[Opening Recorded data section]

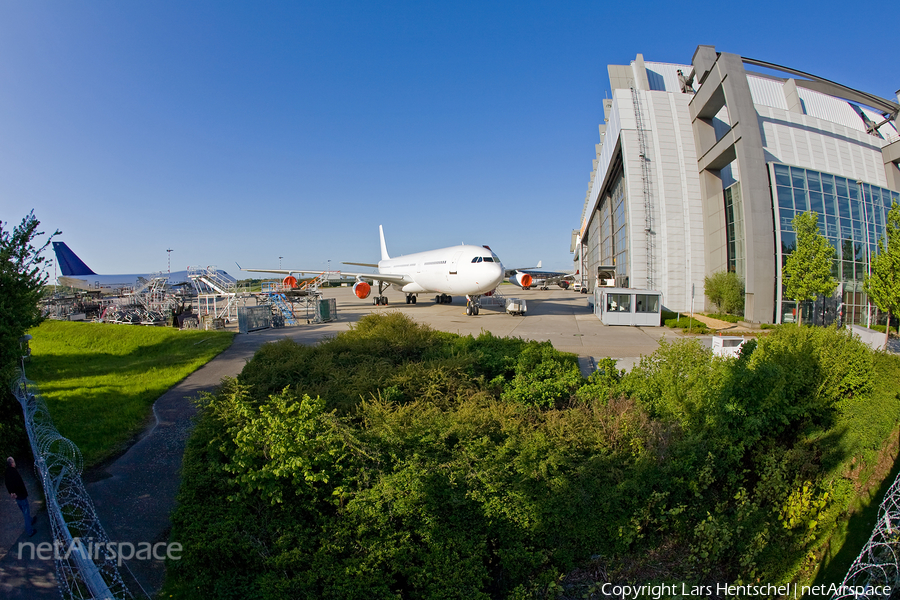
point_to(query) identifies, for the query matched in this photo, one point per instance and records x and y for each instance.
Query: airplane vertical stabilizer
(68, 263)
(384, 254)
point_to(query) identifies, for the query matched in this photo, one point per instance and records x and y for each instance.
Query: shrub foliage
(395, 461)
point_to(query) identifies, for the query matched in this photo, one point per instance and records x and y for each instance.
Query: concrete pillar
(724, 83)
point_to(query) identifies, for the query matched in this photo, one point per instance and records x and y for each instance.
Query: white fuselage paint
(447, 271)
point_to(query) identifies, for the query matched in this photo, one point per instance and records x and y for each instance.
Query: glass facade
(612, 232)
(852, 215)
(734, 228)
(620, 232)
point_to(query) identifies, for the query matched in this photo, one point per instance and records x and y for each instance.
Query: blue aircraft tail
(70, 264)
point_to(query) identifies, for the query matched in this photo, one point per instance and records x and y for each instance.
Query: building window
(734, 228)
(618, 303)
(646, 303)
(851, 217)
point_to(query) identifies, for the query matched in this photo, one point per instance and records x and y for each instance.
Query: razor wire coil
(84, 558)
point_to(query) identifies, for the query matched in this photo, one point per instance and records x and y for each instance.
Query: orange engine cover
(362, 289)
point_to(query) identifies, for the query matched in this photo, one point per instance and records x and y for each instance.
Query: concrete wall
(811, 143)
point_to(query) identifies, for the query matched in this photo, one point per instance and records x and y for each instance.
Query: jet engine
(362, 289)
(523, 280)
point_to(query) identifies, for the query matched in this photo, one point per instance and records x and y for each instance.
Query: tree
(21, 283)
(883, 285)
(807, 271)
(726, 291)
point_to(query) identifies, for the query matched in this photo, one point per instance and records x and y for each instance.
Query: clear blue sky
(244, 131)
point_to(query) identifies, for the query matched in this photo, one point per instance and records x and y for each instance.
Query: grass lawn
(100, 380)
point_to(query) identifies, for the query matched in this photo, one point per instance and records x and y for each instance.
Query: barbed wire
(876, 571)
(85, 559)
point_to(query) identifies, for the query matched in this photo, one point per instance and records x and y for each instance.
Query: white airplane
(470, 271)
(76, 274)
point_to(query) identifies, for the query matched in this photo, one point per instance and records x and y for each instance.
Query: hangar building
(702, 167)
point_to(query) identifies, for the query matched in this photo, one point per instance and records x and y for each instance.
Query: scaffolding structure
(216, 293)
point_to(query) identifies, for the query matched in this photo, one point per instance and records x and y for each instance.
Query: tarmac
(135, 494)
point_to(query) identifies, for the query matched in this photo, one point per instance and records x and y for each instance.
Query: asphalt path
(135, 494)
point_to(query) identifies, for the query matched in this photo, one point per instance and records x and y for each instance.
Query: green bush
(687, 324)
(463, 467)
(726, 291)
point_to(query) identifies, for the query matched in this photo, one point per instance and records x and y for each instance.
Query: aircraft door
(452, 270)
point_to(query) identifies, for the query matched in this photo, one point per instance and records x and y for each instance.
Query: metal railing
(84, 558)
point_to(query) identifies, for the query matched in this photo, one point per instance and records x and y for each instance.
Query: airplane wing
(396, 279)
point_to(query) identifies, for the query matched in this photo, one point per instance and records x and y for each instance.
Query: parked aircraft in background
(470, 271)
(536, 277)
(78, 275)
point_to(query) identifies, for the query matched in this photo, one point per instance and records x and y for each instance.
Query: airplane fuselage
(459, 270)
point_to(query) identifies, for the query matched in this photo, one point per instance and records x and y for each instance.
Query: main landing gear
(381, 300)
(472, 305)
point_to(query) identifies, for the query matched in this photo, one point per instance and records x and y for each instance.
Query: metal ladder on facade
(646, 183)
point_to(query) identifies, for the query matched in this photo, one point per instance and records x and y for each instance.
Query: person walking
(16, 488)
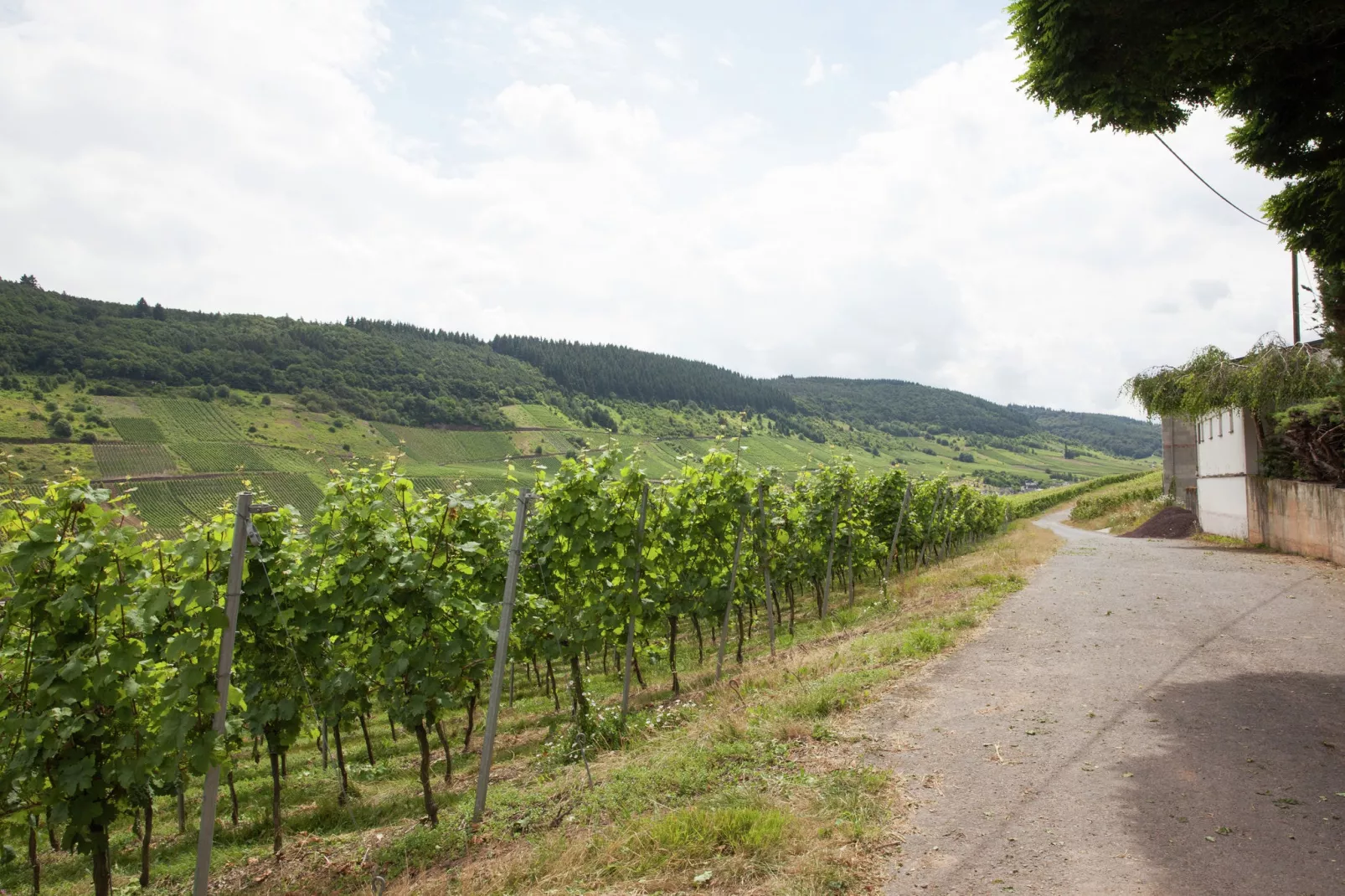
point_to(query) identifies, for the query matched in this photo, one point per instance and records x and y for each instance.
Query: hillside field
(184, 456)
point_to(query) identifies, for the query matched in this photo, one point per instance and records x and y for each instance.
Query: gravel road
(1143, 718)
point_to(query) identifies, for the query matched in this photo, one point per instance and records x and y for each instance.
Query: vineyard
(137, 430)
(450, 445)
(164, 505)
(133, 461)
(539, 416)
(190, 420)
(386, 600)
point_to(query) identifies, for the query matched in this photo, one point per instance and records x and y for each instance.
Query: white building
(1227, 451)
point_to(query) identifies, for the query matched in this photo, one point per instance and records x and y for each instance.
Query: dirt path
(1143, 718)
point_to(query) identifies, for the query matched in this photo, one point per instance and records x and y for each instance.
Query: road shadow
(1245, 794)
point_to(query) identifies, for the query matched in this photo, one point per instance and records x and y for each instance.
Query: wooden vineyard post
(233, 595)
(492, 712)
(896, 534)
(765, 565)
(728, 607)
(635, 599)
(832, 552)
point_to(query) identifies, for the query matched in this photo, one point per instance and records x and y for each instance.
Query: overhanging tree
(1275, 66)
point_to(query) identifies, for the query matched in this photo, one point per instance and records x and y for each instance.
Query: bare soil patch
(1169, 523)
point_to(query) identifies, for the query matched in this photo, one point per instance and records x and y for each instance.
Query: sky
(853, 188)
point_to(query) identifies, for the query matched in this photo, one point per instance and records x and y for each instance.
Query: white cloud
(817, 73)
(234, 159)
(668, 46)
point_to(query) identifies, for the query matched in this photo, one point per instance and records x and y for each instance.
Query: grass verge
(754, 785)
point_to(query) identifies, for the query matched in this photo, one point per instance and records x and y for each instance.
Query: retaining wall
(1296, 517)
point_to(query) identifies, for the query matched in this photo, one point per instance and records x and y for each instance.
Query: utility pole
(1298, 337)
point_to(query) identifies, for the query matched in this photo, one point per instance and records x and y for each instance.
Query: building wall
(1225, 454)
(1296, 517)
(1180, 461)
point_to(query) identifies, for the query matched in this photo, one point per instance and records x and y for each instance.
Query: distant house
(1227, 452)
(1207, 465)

[Closing Recorded data section]

Instructions to follow
Because pictures are not wanted, give every entry above again exactly without them.

Output of the exercise
point_to(query) identifies, for the query matched in this photo, one point per instance and records x and y for each instance.
Query: airplane vertical stabilizer
(68, 263)
(384, 254)
point_to(query) identifies, for the query matched in this photo, one point per instance and records x and y for each instance.
Query: shrub foliage
(395, 461)
point_to(query) identifies, for the query matched in this photo, one point per instance and records x and y for each instance.
Query: concrete pillar
(724, 83)
point_to(query) identifies, for the query matched in this photo, one point per instance and records x and y for each instance.
Query: white fuselage paint
(447, 271)
point_to(query) identifies, for the query matched in this photo, one point per instance and records x and y for each instance.
Query: glass facade
(612, 232)
(852, 215)
(734, 228)
(620, 232)
point_to(query) identifies, for the query matched in this photo, one point per instance and records x and y for each instance.
Query: blue aircraft tail
(70, 264)
point_to(query) identifies, for the query matched in this photo, one point per instance and records x and y for each instance.
Query: building window
(734, 228)
(618, 303)
(646, 303)
(851, 217)
point_to(query) identifies, for the query matched in this photo, one point per instance and records x and y for each instance.
Query: razor wire coil
(84, 558)
point_to(query) identifies, for the query matched in this photo, one point per instance and records x and y for each instance.
Query: orange engine cover
(362, 289)
point_to(query) identifies, for the query matched in this photo, one point per instance and records x and y for each instance.
Query: concrete wall
(811, 143)
point_to(query) identifies, for the query matched in this photo, one point per instance and records x and y for each instance.
Query: jet engine
(362, 289)
(523, 280)
point_to(query) identifies, for the query matched in this photo, one point per instance and records x and y for each instance.
Query: tree
(21, 283)
(883, 285)
(807, 271)
(726, 291)
point_to(query) identifies, for the query matched in this photo, one point per instance and records x and y for each instance.
Query: clear blue sky
(244, 131)
point_to(query) identifies, for the query matched in this photo, one point per instance and records x and y for each instance.
Query: grass lawn
(100, 380)
point_to(query) identifies, for the query matched in this photo, one point per instance and records x and y for each instance.
Query: barbed wire
(876, 571)
(85, 559)
point_to(query) identifies, for the query matched in this photo, one point per instance and records x and y for each instance.
Query: white airplane
(470, 271)
(76, 274)
point_to(query) identifies, for the query matched in this photo, one point per instance and records x and y for each instance.
Query: hangar building
(702, 167)
point_to(query) identifies, for the query matched in this photo, one point per instance and records x and y for each instance.
Query: scaffolding structure
(216, 293)
point_to(query) identifies, for the query matched in this photo, one point per instance and records x and y for each instance.
Query: tarmac
(135, 494)
point_to(query) identifies, for the query matched in this photo, one point per instance and records x and y for each instance.
Query: asphalt path
(135, 494)
point_to(query) identifies, for the query matched in this photo, one point per instance and records x and y for each instance.
Query: green bush
(687, 324)
(463, 467)
(726, 291)
point_to(query) identifies, for the query matched in this photo, one point per instance and records x and y for each instance.
Query: aircraft door
(452, 270)
point_to(query) identifies, for the query matched in this photo, one point per instance and records x and y for each instance.
Query: metal railing
(84, 558)
point_to(query) identifies, for the query matched in this photo, one point per instance and records x and y for each instance.
Query: airplane wing
(396, 279)
point_to(query) identifies, for the query matched in this photo, one point per instance and records x and y for each instance.
Query: parked aircraft in background
(470, 271)
(536, 277)
(78, 275)
point_to(query) identifies, for the query matched in this photo, one point per instance and records x and y for each instance.
Query: airplane fuselage
(459, 270)
point_to(query) identifies, for the query matched in this photo, one point per instance and records x and y for each instance.
Query: main landing gear
(381, 300)
(472, 305)
point_to(query) identifies, for the query matched in this photo, one point per instance and records x and y for each instance.
Query: metal ladder on facade
(646, 183)
point_to(query) identifies, for the query matched in this photo, one point per instance and records x and y for each instance.
Query: person walking
(16, 488)
point_to(query) identifies, for the query matched in this photo, one point per instance and records x and y for each instance.
Query: hillside field
(184, 456)
point_to(query) identifies, for the query matched in this photo, one point per instance and records x and y for each instance.
Query: gravel road
(1143, 718)
point_to(query) identifies, for the query matched in this photo, one point per instance and records x and y for each instance.
Query: vineyard
(137, 430)
(450, 445)
(164, 505)
(133, 461)
(539, 416)
(190, 420)
(386, 600)
point_to(query) identifies, for the query matched in this photo, one point per instance and records x and y for each instance.
Query: white building
(1227, 451)
point_to(query) identifies, for the query matched in this photo, one point per instance and records x and y for each instance.
Query: dirt path
(1143, 718)
point_to(query) identifies, for the query matched in this photo, one point per instance and records x and y for each instance.
Query: road shadow
(1245, 794)
point_to(query) identifies, for the query matched in this photo, one point per instance and records x and y for each instance.
Query: wooden vineyard post
(233, 595)
(492, 712)
(896, 534)
(765, 565)
(728, 607)
(635, 599)
(832, 552)
point_to(query) identifies, for the query matched in this photo, one point per instance and records x and y for each instance.
Query: overhanging tree
(1275, 66)
point_to(query) identifies, for the query matched in this photo, one point per instance and records x and y for each instance.
Query: bare soil patch
(1169, 523)
point_to(query) identifies, for the query matched in this photo, one point per instance and records x and y for each instance.
Query: sky
(853, 188)
point_to(query) identifies, for the query matched in this photo, one point per instance and records x and y for each instance.
Query: white cloud
(817, 73)
(234, 159)
(668, 46)
point_to(query) identifies, for the query matched in this photo, one point per instance and records x and y for each instance.
Query: grass verge
(754, 785)
point_to(query) identifies, for the query matched in this photo, one point per instance and records x and y for each instance.
Query: retaining wall
(1296, 517)
point_to(query) identifies, for the query matched in this photo, one point per instance and records x and y for each instance.
Query: utility pole
(1298, 337)
point_to(query) identifies, for the query matched in this photo, one point per instance and records x and y for each instance.
Query: building wall
(1225, 454)
(1296, 517)
(1180, 461)
point_to(query) identifies, for the query matched in this photo, one point per instance and records x and y for each instance.
Query: distant house
(1227, 452)
(1207, 465)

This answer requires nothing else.